__WRITTEN INSTRUCTION__:
Convert every line of the items below into a numbered list, omitting any blank lines. Do not include the pictures in your answer.

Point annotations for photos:
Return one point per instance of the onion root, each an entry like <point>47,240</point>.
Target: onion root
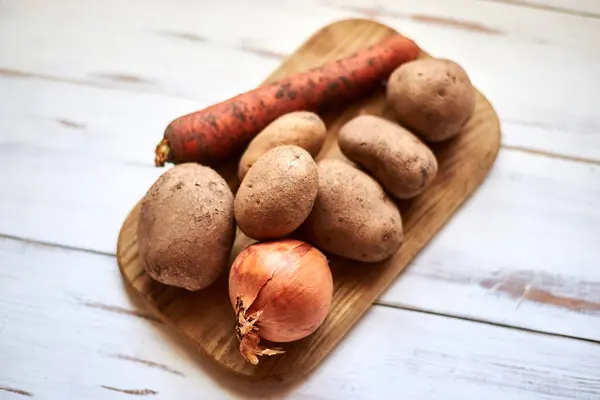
<point>248,334</point>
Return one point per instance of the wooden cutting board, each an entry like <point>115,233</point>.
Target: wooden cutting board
<point>206,317</point>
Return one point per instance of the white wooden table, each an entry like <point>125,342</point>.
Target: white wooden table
<point>503,304</point>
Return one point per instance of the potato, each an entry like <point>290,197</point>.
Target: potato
<point>186,227</point>
<point>277,193</point>
<point>302,128</point>
<point>353,217</point>
<point>432,97</point>
<point>393,155</point>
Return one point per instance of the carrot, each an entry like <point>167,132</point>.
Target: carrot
<point>210,135</point>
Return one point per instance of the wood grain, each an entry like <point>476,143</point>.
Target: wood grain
<point>552,64</point>
<point>206,316</point>
<point>53,347</point>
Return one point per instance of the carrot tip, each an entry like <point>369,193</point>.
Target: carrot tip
<point>162,153</point>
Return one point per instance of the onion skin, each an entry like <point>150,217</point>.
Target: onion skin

__SOLUTION TO THIS TASK__:
1. Return one point per instance of the onion root, each an entry like <point>47,240</point>.
2. Target: onion root
3. <point>248,334</point>
4. Return one point per instance of the wooden cutting board, each an entry like <point>115,233</point>.
5. Target: wooden cutting board
6. <point>206,317</point>
7. Return one point per instance of the white wooden table, each an entry like <point>125,342</point>.
8. Target: white wooden table
9. <point>503,304</point>
10. Return one point per instance of the potato, each an entry like <point>290,197</point>.
11. Target: potato
12. <point>186,227</point>
13. <point>277,193</point>
14. <point>302,128</point>
15. <point>353,217</point>
16. <point>432,97</point>
17. <point>393,155</point>
18. Return one point per instance of the carrot, each an entry like <point>167,132</point>.
19. Target: carrot
20. <point>210,135</point>
21. Return one point per instance of the wood grain, each an entry like <point>476,143</point>.
22. Target: wood grain
23. <point>552,64</point>
24. <point>206,316</point>
25. <point>53,347</point>
26. Return one point per instance of the carrot tip, each an entry like <point>369,193</point>.
27. Target: carrot tip
28. <point>162,153</point>
29. Return one point per instance of the onion skin, each an entry like <point>150,217</point>.
30. Target: onion skin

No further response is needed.